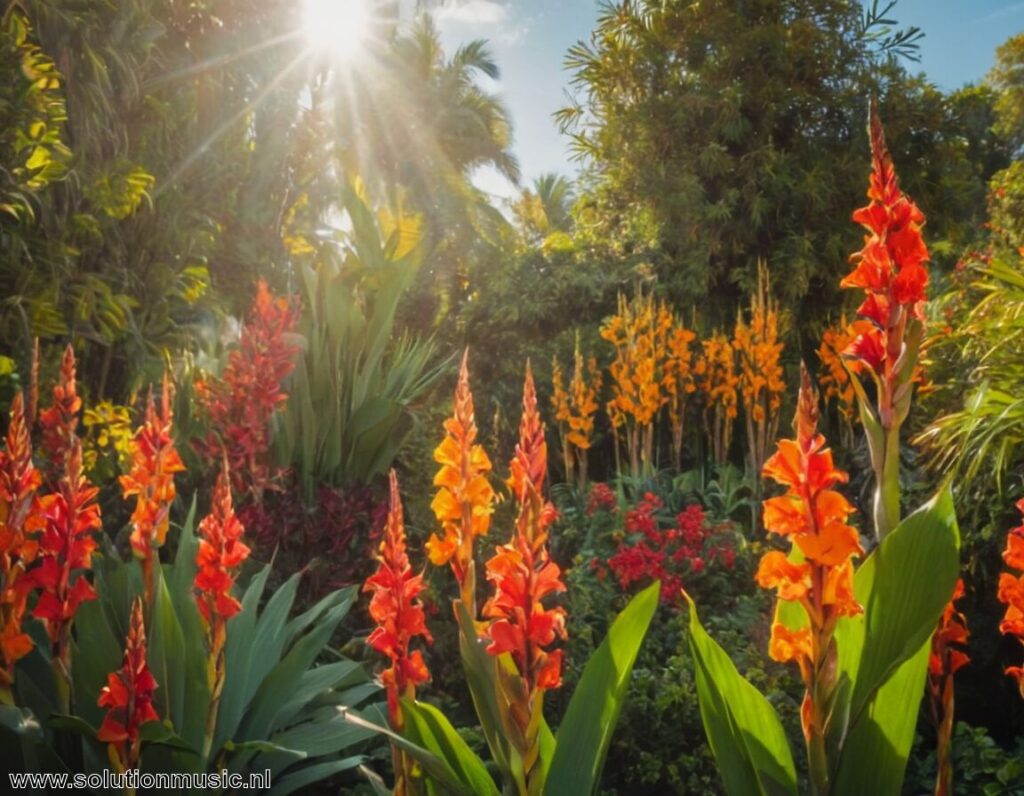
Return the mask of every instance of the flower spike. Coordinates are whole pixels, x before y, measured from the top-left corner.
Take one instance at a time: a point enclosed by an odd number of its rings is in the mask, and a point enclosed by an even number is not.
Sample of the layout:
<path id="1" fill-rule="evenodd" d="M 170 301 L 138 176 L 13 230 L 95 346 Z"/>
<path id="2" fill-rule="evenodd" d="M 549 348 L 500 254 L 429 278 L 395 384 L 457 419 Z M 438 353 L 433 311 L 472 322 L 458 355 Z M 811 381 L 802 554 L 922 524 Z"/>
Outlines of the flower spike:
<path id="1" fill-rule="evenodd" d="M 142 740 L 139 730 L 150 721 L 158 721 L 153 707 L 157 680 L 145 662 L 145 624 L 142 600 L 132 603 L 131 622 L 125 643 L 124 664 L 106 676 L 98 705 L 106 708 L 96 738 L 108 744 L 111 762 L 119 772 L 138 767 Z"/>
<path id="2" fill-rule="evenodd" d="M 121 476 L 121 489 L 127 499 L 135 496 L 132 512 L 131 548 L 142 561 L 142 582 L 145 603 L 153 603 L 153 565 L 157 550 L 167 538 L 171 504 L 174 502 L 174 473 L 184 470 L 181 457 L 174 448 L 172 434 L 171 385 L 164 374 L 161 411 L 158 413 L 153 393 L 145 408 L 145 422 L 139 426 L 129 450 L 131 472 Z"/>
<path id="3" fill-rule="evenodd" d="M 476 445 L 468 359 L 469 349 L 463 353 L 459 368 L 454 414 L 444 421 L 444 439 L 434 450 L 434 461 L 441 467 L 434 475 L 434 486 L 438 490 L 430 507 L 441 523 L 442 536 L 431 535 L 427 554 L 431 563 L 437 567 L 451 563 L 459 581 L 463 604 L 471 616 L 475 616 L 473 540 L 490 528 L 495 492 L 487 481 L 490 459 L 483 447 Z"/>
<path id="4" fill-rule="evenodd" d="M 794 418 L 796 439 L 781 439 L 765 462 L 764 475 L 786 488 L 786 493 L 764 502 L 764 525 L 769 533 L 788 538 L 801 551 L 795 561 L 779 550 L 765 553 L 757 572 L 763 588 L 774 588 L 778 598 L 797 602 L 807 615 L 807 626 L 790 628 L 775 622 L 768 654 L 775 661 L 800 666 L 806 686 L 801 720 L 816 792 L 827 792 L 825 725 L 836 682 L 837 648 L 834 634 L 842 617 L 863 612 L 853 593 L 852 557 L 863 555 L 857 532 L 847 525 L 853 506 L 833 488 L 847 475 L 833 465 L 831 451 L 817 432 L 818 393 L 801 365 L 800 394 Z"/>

Prompt>
Could you write the entries out again from their start up to and including the line with "476 445 L 468", substituting "occurrence" for "instance" and leaving everything else as it is? Don't include the pictures.

Task response>
Return the mask of every occurrence of the flower spike. Coordinates are whole pixels, x before y, measured from the top-left corner.
Take one occurrence at a time: a point enclosed by an odd number of its rings is in the mask, and a point enclosed by an even number is not.
Sample of the layout:
<path id="1" fill-rule="evenodd" d="M 170 301 L 138 176 L 13 230 L 95 346 Z"/>
<path id="2" fill-rule="evenodd" d="M 549 348 L 500 254 L 429 278 L 395 384 L 457 419 Z M 438 353 L 433 311 L 472 322 L 458 355 Z M 811 381 L 802 554 L 922 524 Z"/>
Outlines of the flower spike:
<path id="1" fill-rule="evenodd" d="M 142 740 L 139 730 L 150 721 L 158 721 L 153 707 L 157 680 L 145 662 L 145 624 L 142 600 L 132 603 L 131 622 L 125 643 L 124 664 L 106 676 L 98 705 L 106 708 L 96 738 L 108 744 L 111 762 L 119 772 L 138 767 Z"/>
<path id="2" fill-rule="evenodd" d="M 121 476 L 121 489 L 127 499 L 135 496 L 132 512 L 131 548 L 142 561 L 142 582 L 145 603 L 153 603 L 153 565 L 157 550 L 167 538 L 171 504 L 174 502 L 174 473 L 184 470 L 181 457 L 174 448 L 172 434 L 171 385 L 164 374 L 161 411 L 158 413 L 153 393 L 145 408 L 145 422 L 139 426 L 129 450 L 131 472 Z"/>
<path id="3" fill-rule="evenodd" d="M 476 445 L 468 359 L 469 349 L 463 353 L 459 368 L 454 414 L 444 421 L 444 439 L 434 450 L 434 461 L 441 467 L 434 475 L 434 486 L 438 490 L 430 507 L 441 523 L 442 536 L 431 535 L 427 554 L 431 563 L 437 567 L 451 563 L 459 581 L 463 604 L 471 616 L 475 616 L 473 540 L 490 528 L 495 492 L 487 481 L 490 459 L 483 447 Z"/>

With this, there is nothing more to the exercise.